**AIM OF THE TASK**
Output every entry exactly as written, skipping any pictures.

**DATA FOR THE TASK**
◇ ◇ ◇ ◇
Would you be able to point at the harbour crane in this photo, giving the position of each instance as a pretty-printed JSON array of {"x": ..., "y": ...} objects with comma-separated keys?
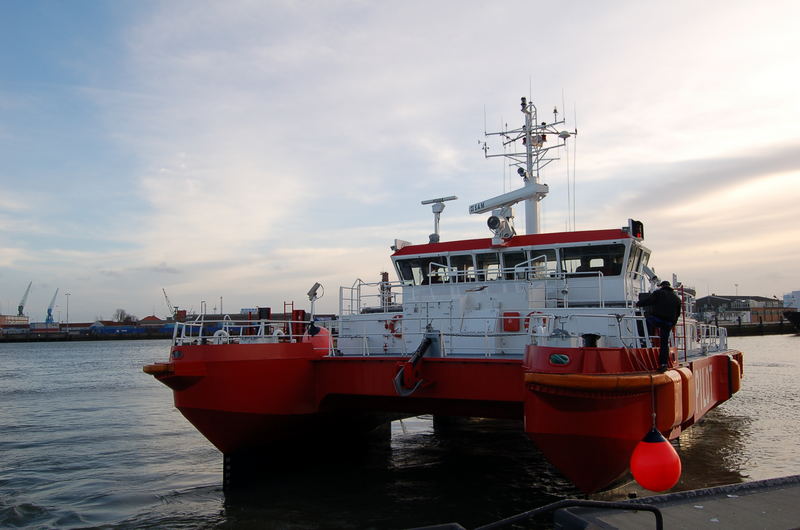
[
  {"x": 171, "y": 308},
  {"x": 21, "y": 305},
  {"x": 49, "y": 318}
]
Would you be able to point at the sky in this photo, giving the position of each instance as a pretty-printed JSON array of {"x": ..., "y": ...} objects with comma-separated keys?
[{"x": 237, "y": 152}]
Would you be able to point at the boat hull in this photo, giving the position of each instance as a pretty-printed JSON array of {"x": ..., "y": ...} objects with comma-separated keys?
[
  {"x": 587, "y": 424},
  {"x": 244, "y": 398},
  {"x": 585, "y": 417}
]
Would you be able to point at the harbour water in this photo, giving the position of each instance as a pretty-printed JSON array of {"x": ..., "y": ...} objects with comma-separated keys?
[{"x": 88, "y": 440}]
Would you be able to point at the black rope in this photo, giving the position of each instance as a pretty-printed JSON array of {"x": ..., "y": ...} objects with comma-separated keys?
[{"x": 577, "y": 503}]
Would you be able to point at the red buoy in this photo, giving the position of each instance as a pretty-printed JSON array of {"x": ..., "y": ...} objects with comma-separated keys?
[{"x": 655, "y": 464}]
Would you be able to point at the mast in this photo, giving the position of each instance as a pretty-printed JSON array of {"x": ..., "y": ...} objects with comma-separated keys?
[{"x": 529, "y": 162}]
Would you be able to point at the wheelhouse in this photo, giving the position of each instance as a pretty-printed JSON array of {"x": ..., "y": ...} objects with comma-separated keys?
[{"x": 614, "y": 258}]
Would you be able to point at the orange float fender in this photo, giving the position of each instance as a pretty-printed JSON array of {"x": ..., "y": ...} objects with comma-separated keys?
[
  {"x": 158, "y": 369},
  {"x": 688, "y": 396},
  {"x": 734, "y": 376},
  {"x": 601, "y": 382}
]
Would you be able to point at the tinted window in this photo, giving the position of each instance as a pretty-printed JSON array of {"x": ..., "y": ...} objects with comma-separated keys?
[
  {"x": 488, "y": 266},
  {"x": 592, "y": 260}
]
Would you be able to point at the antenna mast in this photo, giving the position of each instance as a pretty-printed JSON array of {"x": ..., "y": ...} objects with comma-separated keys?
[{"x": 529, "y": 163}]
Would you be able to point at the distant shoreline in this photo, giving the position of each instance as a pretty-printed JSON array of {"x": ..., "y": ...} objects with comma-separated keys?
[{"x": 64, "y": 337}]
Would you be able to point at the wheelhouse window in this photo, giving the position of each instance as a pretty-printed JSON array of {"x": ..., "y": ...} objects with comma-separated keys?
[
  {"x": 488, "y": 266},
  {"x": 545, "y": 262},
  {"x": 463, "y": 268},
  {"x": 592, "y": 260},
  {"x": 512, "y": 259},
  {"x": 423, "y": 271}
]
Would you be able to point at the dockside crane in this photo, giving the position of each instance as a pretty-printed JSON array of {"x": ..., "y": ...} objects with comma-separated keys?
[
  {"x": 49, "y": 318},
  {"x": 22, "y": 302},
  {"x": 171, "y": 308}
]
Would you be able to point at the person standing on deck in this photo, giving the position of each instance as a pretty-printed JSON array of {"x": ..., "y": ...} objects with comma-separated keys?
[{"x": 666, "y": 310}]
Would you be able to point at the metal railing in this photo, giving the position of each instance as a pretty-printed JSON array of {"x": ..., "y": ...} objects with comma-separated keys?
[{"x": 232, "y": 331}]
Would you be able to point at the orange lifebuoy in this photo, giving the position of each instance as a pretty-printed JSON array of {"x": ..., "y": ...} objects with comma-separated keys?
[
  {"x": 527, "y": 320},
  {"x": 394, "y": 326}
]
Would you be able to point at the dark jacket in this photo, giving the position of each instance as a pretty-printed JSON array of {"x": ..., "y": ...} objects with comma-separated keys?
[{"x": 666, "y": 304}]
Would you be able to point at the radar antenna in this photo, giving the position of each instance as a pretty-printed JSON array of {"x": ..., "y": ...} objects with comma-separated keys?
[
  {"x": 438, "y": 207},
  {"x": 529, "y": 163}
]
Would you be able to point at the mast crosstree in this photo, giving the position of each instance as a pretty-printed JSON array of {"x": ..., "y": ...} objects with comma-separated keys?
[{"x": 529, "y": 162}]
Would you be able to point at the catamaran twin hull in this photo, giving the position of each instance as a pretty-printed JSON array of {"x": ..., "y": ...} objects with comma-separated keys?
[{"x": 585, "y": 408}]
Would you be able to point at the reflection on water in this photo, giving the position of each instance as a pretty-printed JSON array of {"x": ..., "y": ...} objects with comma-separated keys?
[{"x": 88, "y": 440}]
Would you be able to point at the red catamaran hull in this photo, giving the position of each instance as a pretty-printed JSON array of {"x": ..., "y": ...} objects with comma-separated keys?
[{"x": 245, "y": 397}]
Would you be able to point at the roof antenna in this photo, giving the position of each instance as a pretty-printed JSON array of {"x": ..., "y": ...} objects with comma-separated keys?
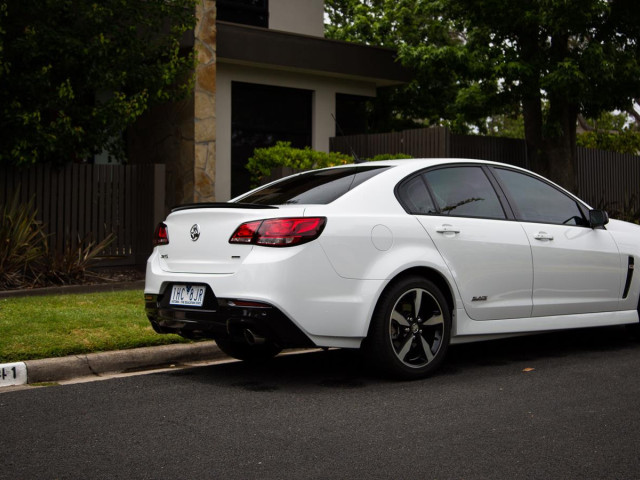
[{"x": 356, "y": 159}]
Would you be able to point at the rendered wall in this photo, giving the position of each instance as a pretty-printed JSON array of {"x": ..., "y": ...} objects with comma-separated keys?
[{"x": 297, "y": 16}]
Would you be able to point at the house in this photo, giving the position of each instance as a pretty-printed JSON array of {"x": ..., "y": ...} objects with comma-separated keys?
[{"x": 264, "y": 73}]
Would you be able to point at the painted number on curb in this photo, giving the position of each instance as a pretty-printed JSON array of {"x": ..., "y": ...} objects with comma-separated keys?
◇ ◇ ◇ ◇
**ANSWER FOR THE TASK**
Would you be able to point at the harbour crane in this photo, giving the position of each instance as a pretty-printed JSON array of {"x": ..., "y": ...} objects with comma-separated keys?
[
  {"x": 171, "y": 308},
  {"x": 21, "y": 305},
  {"x": 49, "y": 318}
]
Would you be able to point at the sky in this photo, giving the position of each instance as a pretty-printed JSON array of {"x": ..., "y": ...} objects with comma-separated keys?
[{"x": 237, "y": 152}]
Would you be able to point at the boat hull in this photo, giving the position of each instance as a pretty-printed JSON array of {"x": ..., "y": ...} objects with comma-separated keys?
[
  {"x": 587, "y": 424},
  {"x": 244, "y": 398},
  {"x": 585, "y": 417}
]
Would you be able to point at the harbour water in this photo, giving the position of each instance as a pretty-printed JSON array of {"x": ..., "y": ...} objects with comma-separated keys?
[{"x": 88, "y": 440}]
Would you be able to point at the black rope in this photo, giving the position of each instance as a pretty-printed JSON array of {"x": ..., "y": ...} objects with comma-separated keys?
[{"x": 577, "y": 503}]
Would you be able to point at the red buoy in this photo, giving the position of each instance as a pretty-printed JSON array of {"x": ..., "y": ...} objects with comma-separated keys?
[{"x": 655, "y": 464}]
Would you be able to point at the mast in this photo, giving the position of each instance as a pretty-printed JSON array of {"x": ..., "y": ...} objects with comma-separated keys?
[{"x": 529, "y": 162}]
Would you be able to point at the wheelhouse in this photo, giving the position of each instance as a pretty-printed JSON array of {"x": ..., "y": ...} objects with comma-separated keys?
[{"x": 614, "y": 258}]
Would you be able to point at the orange float fender in this photo, giving the position of each instance as a pretty-printed JSON array of {"x": ..., "y": ...} objects with comma-separated keys?
[
  {"x": 158, "y": 369},
  {"x": 688, "y": 396},
  {"x": 734, "y": 376},
  {"x": 601, "y": 382}
]
Would you be able to point at the tinted window in this photo, giving the position of each instance as a pretty-printed JSON array of {"x": ..., "y": ...} objects with comma-separated keys?
[
  {"x": 488, "y": 266},
  {"x": 592, "y": 260}
]
Would you be able to point at the antenna mast in this photo, giving the position of each instance as a pretty-printed JSON array of {"x": ..., "y": ...} objects with comma-separated keys?
[{"x": 529, "y": 163}]
Would you be able to point at the distant shoreline in this photo, giving the position of each instance as a pretty-printed JSON array of {"x": ..., "y": ...} objects with comma-separated keys?
[{"x": 64, "y": 337}]
Would you be able to point at the wheelhouse window in this photo, giving the position of each instance as a pretty-printed JSON array of {"x": ..., "y": ...} objects with comma-separated keys?
[
  {"x": 488, "y": 266},
  {"x": 545, "y": 262},
  {"x": 463, "y": 268},
  {"x": 592, "y": 260},
  {"x": 512, "y": 259},
  {"x": 423, "y": 271}
]
Would you be able to point at the dockside crane in this photo, giving the position of each instance as a pretty-printed JSON array of {"x": ..., "y": ...} objects with comma-separated keys?
[
  {"x": 49, "y": 318},
  {"x": 22, "y": 302},
  {"x": 171, "y": 308}
]
Would you be able to point at the person standing on deck in this photo, giving the position of each instance as a pretty-printed JSON array of {"x": ..., "y": ...} objects with comma-separated keys?
[{"x": 666, "y": 310}]
Would you be able to point at the metal railing in this photo, giving the position of each instance as a pretty-printed JSON array of {"x": ..., "y": ...} objects with comma-separated keys?
[{"x": 232, "y": 331}]
Would you be able to point at the orange lifebuoy in this photo, giving the position of each instance as a pretty-printed JSON array of {"x": ..., "y": ...} objects with comma-separated keys?
[
  {"x": 527, "y": 320},
  {"x": 394, "y": 326}
]
Would you be able to point at the dark jacket in this photo, giving the position of each instance as a pretty-printed JSON array of {"x": ..., "y": ...} objects with comma-separated keys?
[{"x": 666, "y": 304}]
Would you be able to point at the radar antenna in this photo, giving the position of each instance as a pretty-printed JSON array of {"x": ..., "y": ...} objects with comma-separated keys?
[
  {"x": 438, "y": 207},
  {"x": 529, "y": 163}
]
Would you be able to point at the mast crosstree in this photo, giving the position of each instance as a pretty-printed JSON array of {"x": ..., "y": ...} objects with comma-separated keys?
[{"x": 529, "y": 162}]
Would you be able to point at the catamaran twin hull in this photo, giving the position of each instance as a pretty-printed JSON array of {"x": ..., "y": ...} objects with comma-separated keys?
[{"x": 585, "y": 408}]
Would you be able to point at the reflection on water in this photo, giving the position of each instance as a pretty-printed JSON array of {"x": ..., "y": ...} objects with comma-separated keys?
[{"x": 88, "y": 440}]
Would you be able to point at the red catamaran hull in this photo, giving the position of each instance as a pretty-printed JSON array of {"x": ..., "y": ...} objects with comma-separated keys?
[{"x": 245, "y": 397}]
Would you be able to point at the roof antenna in this photo, giving the position of each instance as a pretty-printed JSON array of {"x": ..., "y": ...} objects with comma-separated keys?
[{"x": 356, "y": 159}]
Would you be able to point at the rendered wall in this photo, giving the position of each instance as a pretty-printed JSON array of {"x": ..., "y": ...} objects with comma-separated keys?
[{"x": 297, "y": 16}]
Would you be able to point at the house in this photo, giving the position of each instance as a pretty-printed JSON array of {"x": ..., "y": ...} objects with comma-separated keys?
[{"x": 264, "y": 73}]
Would you be able to point at the painted number on curb in this photo, giving the position of each instance as a pretty-printed JSON array of {"x": ..., "y": ...} objects with comma-separated keys?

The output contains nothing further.